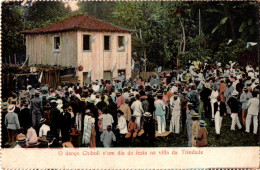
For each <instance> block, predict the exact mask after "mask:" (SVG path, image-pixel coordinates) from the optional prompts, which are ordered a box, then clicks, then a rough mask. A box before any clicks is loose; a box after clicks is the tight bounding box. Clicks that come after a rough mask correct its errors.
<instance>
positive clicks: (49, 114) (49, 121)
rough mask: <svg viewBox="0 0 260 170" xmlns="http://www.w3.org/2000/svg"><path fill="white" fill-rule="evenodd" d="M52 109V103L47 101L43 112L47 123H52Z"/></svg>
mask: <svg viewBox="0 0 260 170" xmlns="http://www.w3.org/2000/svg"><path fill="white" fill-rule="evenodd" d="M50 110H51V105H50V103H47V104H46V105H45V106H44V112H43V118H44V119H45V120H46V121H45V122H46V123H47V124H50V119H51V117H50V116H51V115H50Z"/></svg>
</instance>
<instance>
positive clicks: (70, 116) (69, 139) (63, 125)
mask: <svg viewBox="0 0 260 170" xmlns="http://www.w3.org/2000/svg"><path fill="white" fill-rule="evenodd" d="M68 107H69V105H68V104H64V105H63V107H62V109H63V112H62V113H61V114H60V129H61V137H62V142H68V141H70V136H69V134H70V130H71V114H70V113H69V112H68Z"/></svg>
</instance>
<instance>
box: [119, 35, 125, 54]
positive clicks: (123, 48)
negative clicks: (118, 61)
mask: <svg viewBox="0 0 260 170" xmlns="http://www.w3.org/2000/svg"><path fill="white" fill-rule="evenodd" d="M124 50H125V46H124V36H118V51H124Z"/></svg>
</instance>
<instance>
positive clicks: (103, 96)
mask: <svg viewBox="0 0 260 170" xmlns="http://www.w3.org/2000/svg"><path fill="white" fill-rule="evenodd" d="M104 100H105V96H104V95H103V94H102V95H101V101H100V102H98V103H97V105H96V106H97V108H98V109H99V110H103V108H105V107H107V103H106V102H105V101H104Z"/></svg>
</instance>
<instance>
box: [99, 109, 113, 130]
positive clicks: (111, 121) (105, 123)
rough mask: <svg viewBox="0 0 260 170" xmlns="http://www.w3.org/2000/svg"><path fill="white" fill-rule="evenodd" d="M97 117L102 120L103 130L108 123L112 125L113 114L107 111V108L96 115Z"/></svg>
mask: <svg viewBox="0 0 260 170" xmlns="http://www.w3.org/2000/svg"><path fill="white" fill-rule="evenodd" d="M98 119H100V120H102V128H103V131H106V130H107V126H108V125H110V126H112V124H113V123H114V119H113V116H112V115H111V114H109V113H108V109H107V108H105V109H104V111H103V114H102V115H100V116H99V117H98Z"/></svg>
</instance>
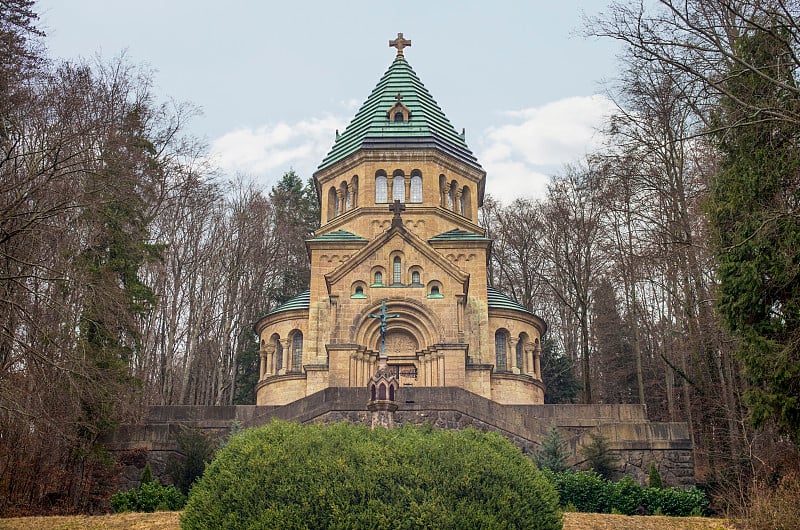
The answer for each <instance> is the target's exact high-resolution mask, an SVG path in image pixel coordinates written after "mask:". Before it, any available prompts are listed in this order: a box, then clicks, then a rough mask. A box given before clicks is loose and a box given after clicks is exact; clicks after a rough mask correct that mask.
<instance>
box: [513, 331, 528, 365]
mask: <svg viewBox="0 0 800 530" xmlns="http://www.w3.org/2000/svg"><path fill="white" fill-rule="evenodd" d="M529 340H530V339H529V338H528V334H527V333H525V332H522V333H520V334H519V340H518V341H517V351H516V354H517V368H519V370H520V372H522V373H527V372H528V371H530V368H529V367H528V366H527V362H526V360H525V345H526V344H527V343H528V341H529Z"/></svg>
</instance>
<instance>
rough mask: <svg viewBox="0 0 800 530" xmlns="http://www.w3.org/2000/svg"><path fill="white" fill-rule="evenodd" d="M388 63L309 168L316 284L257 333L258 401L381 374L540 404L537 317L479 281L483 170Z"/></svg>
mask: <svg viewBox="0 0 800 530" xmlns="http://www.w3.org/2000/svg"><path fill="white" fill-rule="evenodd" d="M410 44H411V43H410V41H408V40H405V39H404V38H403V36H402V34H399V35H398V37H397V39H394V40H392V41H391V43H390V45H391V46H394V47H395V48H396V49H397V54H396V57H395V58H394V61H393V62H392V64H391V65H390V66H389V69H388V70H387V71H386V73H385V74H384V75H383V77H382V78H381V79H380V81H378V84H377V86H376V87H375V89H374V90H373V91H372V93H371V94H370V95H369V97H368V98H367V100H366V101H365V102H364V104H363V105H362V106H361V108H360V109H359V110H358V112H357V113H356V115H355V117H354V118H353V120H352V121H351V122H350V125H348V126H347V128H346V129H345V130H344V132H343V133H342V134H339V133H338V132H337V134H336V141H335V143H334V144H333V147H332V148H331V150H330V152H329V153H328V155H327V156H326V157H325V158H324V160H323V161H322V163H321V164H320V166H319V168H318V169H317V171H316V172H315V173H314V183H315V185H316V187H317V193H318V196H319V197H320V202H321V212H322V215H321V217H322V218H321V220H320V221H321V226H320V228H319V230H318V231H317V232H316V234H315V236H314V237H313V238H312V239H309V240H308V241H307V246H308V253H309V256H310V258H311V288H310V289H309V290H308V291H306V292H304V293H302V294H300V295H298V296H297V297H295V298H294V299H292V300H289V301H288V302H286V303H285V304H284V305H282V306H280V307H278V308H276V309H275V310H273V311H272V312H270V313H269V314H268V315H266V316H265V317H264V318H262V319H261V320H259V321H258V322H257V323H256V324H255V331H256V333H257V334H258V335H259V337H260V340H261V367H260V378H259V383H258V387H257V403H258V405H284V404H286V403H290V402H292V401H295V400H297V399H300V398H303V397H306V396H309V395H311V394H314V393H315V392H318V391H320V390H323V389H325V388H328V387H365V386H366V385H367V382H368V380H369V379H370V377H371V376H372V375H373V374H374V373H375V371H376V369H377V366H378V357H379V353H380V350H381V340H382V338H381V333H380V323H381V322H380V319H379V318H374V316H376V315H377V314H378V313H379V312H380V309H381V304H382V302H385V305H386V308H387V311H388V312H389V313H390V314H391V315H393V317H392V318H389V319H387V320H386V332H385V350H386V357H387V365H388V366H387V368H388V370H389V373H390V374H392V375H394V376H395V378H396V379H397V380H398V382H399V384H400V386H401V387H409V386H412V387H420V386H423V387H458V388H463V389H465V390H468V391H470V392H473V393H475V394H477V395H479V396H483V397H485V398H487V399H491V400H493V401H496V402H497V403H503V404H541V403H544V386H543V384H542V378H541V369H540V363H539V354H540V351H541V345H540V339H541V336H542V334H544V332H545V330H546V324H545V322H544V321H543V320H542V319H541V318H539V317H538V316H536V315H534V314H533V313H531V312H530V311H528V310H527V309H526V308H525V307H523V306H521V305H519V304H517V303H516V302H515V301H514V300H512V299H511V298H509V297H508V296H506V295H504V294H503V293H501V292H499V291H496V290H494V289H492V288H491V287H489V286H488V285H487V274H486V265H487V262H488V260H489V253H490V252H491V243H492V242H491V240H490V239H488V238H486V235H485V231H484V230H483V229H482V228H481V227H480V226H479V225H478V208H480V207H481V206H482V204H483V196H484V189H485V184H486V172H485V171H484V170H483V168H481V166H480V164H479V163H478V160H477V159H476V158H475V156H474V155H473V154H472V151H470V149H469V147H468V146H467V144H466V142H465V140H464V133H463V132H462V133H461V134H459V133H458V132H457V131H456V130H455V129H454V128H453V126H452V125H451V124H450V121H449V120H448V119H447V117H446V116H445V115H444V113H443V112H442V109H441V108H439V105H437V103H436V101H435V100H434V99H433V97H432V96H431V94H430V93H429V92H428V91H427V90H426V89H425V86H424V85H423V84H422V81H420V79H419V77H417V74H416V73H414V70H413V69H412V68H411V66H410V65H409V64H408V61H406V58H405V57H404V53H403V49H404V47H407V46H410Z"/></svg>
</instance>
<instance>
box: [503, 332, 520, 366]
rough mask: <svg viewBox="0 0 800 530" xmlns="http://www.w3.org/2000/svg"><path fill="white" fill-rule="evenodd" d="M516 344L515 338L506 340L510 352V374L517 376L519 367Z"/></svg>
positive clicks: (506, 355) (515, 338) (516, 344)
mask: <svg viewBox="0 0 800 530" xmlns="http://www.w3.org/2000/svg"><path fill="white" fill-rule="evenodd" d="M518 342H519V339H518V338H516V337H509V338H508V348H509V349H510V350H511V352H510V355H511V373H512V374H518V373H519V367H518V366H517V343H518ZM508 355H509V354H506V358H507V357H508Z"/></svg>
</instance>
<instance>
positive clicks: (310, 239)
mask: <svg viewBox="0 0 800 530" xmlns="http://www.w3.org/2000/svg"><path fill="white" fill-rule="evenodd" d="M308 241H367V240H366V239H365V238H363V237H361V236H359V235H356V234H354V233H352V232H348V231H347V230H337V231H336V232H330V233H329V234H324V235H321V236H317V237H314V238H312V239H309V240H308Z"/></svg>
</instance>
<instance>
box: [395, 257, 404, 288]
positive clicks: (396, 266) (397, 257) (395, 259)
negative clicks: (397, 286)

····················

• What is being asked
How many lines of the records above contain the word "that"? Reply with the number only.

• Your response
2